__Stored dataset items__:
○ ○ ○ ○ ○ ○ ○

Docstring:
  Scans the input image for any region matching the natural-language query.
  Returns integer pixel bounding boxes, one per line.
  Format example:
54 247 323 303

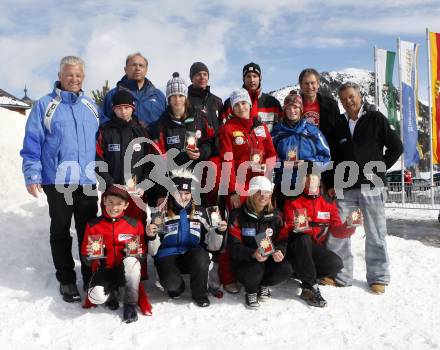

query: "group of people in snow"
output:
20 53 402 322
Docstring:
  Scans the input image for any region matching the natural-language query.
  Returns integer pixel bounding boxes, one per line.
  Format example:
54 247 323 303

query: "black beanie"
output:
112 90 136 110
243 62 261 81
189 62 209 81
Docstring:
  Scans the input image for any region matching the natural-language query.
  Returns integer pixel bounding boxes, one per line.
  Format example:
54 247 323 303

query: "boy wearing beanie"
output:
220 62 282 131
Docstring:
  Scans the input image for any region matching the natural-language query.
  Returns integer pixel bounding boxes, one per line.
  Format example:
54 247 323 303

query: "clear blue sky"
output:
0 0 440 100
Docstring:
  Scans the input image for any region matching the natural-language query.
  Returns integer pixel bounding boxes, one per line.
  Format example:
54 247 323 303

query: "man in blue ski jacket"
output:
20 56 100 302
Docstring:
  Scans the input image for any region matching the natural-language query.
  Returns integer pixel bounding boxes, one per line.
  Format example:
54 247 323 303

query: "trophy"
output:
87 235 105 260
126 175 137 194
125 236 142 257
185 131 197 152
294 208 309 232
287 147 298 162
206 205 222 228
151 211 165 232
250 149 266 172
255 232 275 256
347 209 364 227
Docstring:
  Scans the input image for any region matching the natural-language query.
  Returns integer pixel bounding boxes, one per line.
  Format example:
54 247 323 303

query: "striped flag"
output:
375 48 400 133
399 40 420 168
429 32 440 164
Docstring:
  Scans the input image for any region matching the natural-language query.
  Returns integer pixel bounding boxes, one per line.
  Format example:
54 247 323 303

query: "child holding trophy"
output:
228 176 292 310
147 169 227 307
271 92 330 208
96 90 158 222
81 185 152 323
282 172 362 307
218 88 276 293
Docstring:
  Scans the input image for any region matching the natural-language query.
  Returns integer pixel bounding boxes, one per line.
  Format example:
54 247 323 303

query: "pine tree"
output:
92 80 110 106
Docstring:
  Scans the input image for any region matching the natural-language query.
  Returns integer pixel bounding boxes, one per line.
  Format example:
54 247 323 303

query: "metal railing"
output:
385 182 440 210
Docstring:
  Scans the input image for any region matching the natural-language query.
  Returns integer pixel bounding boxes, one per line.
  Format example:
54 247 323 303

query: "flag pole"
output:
397 37 405 205
426 28 434 206
373 45 379 106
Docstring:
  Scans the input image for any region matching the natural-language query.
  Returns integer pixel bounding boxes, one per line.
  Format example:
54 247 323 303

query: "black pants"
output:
232 257 292 294
43 185 98 284
287 234 343 286
156 247 210 299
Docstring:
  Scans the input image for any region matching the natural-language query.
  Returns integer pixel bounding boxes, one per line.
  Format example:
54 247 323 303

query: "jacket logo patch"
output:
108 143 121 152
118 233 133 242
316 211 330 220
241 227 256 237
234 136 244 145
254 126 266 137
189 221 200 230
167 135 180 145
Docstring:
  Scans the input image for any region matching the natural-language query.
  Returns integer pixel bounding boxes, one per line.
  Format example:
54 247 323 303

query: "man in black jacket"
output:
327 82 403 294
298 68 340 188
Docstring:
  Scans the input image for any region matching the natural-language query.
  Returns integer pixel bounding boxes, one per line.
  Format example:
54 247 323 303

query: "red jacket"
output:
281 193 355 245
219 117 276 194
81 210 146 270
220 89 283 131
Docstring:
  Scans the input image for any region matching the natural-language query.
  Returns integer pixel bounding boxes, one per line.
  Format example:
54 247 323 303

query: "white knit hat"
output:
249 176 274 195
166 72 188 99
230 88 252 108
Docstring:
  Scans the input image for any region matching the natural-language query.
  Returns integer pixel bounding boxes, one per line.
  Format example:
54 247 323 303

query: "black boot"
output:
105 292 119 310
123 304 137 323
168 280 185 300
299 284 327 307
194 296 211 307
60 283 81 303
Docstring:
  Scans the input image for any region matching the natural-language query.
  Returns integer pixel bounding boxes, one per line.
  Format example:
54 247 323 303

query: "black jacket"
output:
157 107 214 165
334 109 403 187
188 85 223 156
96 113 151 190
227 204 287 261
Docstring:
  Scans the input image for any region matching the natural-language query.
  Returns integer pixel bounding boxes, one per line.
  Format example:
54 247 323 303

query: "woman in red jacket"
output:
281 174 354 307
218 89 276 293
219 89 276 209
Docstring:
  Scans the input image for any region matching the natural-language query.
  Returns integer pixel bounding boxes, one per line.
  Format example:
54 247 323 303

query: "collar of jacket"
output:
243 203 273 221
117 75 154 91
188 84 211 98
53 81 84 105
110 112 138 127
102 206 125 221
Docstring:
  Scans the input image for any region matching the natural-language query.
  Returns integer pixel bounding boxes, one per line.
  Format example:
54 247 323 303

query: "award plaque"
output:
185 131 197 151
294 208 309 232
125 236 142 257
250 149 266 172
126 175 137 194
151 211 165 232
347 209 363 227
87 235 105 260
206 205 222 227
255 232 275 256
287 147 298 162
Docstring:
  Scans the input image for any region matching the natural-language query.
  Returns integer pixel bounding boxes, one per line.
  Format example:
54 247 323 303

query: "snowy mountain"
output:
271 68 429 171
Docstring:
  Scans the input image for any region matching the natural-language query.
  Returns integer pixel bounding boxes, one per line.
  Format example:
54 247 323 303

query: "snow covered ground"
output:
0 110 440 350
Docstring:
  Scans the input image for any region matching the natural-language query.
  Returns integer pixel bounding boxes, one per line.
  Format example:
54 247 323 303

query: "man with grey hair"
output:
323 82 403 294
102 52 167 134
20 56 99 302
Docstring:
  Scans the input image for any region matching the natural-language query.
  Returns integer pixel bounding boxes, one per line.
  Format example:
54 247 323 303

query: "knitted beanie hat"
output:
189 62 209 81
166 72 188 99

○ ○ ○ ○ ○ ○ ○

__Your instructions__: Repeat all of these records word for word, omitting the pictures.

__Result of the task__:
Docstring:
  Scans the input image for any region matching the natural-language query.
  Returns integer pixel bounding boxes, one per line.
  Format example:
54 247 323 303


query: "group of people in snow"
output:
20 53 402 322
Docstring:
  Scans the input image for any region matching the natural-language query.
  Returns integer pixel bounding boxes, one per line.
  Format example:
54 247 323 303

query: "black beanie"
output:
112 90 136 110
243 62 261 81
189 62 209 81
Docstring:
  Scans the input image for any region matching the natural-language query.
  Returns integer pixel bounding boxes, one per line.
  Format example:
54 247 323 303

query: "boy wearing beanie"
output:
220 62 282 131
Docstring:
  Scans the input image for any region matching the natural-language query.
  Returns integer pixel bounding boxes, one per line.
  Format example:
54 247 323 303

query: "clear blue sky"
output:
0 0 440 100
Docstring:
  Scans the input image for any region matching the natural-language query.
  Returns integer pixel bounding boxes, one per line.
  Format example:
54 247 323 303

query: "man in blue ski jacket"
output:
20 56 100 302
Docstring:
  Scans the input image for any region matching the natural-language query.
  Returns integer pixel bounding boxes, one per line.
  Format example:
54 247 323 303

query: "trophy"
output:
87 235 105 260
126 175 137 194
125 236 142 257
185 131 197 152
294 208 309 232
287 147 298 162
206 205 222 228
151 211 165 232
250 149 266 172
255 232 275 256
347 209 364 227
Docstring:
  Scans the input image for any region matching the natural-language query.
  Returns integer pixel bounding boxes, one per line.
  Format example:
54 247 323 303

query: "striped flag"
output:
375 48 400 133
399 40 420 168
429 32 440 164
Docstring:
  Scans the input image for any region matching the natural-language query.
  Returns integer pixel bounding boxes, one per line.
  Format example:
54 247 323 303

query: "child holding trophy"
output:
228 176 292 310
147 169 227 307
271 92 330 208
96 90 158 222
81 185 152 323
282 172 362 307
218 88 276 293
Docstring:
  Scans the input image for any region matching the natural-language query.
  Returns integer pixel bounding boxes, one per line.
  Format example:
54 247 323 303

query: "pine tree"
output:
92 80 110 106
Docstring:
  Scans the input image for any region matching the natural-language query.
  Returns integer pixel bounding boxes, one per line.
  Format example:
54 247 323 303

query: "metal railing"
output:
385 182 440 210
Docstring:
  Scans the input image for any region matching the natural-language query.
  Returns integer pixel bounding boxes, one per line.
  Format example:
54 247 323 303

query: "flag pole"
output:
397 37 405 205
426 28 434 206
373 45 379 106
Docstring:
  Scans the input image for any region matching the natural-language query.
  Returns integer pixel bounding boxes, one per line.
  Format example:
54 247 323 303

query: "black pants"
output:
232 257 292 294
43 185 98 284
287 234 343 286
156 247 210 299
Docstring:
  Scans the input image for any region matching the natural-language query.
  Returns integer pixel bounding boxes, one per line.
  Format example:
54 247 323 303

query: "jacket logo patch"
output:
108 143 121 152
118 233 133 242
316 211 330 220
241 227 256 237
234 136 244 145
254 126 266 137
189 221 200 230
167 135 180 145
Docstring:
  Scans the input image for any region matching the natural-language query.
  Returns integer pixel bounding boxes, one per line.
  Format example:
54 247 323 303

query: "man in black jacket"
output:
327 82 403 294
298 68 340 188
Docstring:
  Scans the input image for any region matching the natural-language query.
  Returns integer pixel bounding boxes, one per line.
  Format example:
54 247 323 303

query: "red jacket"
output:
281 193 355 245
219 117 276 194
81 210 146 270
220 89 283 131
Docstring:
  Scans the input image for any region matching the natural-language query.
  Returns integer pixel bounding boxes, one per line.
  Format example:
54 247 323 303

query: "white knit hat"
output:
249 176 274 195
166 72 188 99
230 88 252 108
Docstring:
  Scans the input image for any region matching the natural-language query.
  Returns integer pixel bounding boxes, one per line.
  Format example:
54 247 323 303

query: "black boot"
output:
105 292 119 310
123 304 137 323
168 280 185 300
299 284 327 307
194 296 211 307
60 283 81 303
Docstring:
  Scans the input image for any region matching the natural-language query.
  Returns integer pixel bounding boxes, one per line.
  Format example:
54 247 323 303

query: "black jacket"
output:
157 107 214 165
334 109 403 187
188 85 223 156
96 113 151 190
227 204 287 261
Docstring:
  Scans the input image for any region matching the natural-language query.
  Returns integer pixel bounding boxes, one per line.
  Format example:
54 247 323 303

query: "woman in red jacket"
output:
281 174 354 307
218 89 276 293
219 89 276 209
Docstring:
  Scans the input image for any region matching the natural-language query.
  Returns integer pixel bounding boxes, one per line.
  Format example:
54 247 323 303

query: "collar of jacket"
output:
243 203 273 221
117 75 154 91
188 84 211 98
53 81 84 105
110 112 138 127
102 206 125 221
Docstring:
  Scans the input image for any region matching the natural-language query.
  Returns integer pixel bounding boxes, one per line.
  Format example:
54 247 323 303

query: "award plaque"
output:
185 131 197 151
294 208 309 232
125 236 142 257
250 149 266 172
126 175 137 194
151 211 165 232
347 209 363 227
87 235 105 260
206 205 222 227
255 232 275 256
287 147 298 162
Docstring:
  Scans the input image for any region matching the natural-language query.
  Returns integer pixel bounding boxes, one per line.
  Format example:
54 247 323 303

query: "snowy mountain"
output:
271 68 429 171
Docstring:
  Scans the input image for any region matching the natural-language query.
  Returns integer pixel bounding boxes, one per line.
  Format example:
54 247 323 303

query: "snow covered ground"
output:
0 110 440 350
Docstring:
  Scans the input image for any region matching the natural-language query.
  Returns integer pixel bounding boxes, one per line.
  Format example:
54 247 323 303

query: "man with grey hair"
output:
323 82 403 294
102 52 167 134
20 56 99 302
Docstring:
  Scans the input image for any region matching the natural-language query.
  Returns integer pixel bounding boxes, one per line.
  Format example:
54 247 323 303

query: "knitted beanie hat"
output:
189 62 209 81
166 72 188 99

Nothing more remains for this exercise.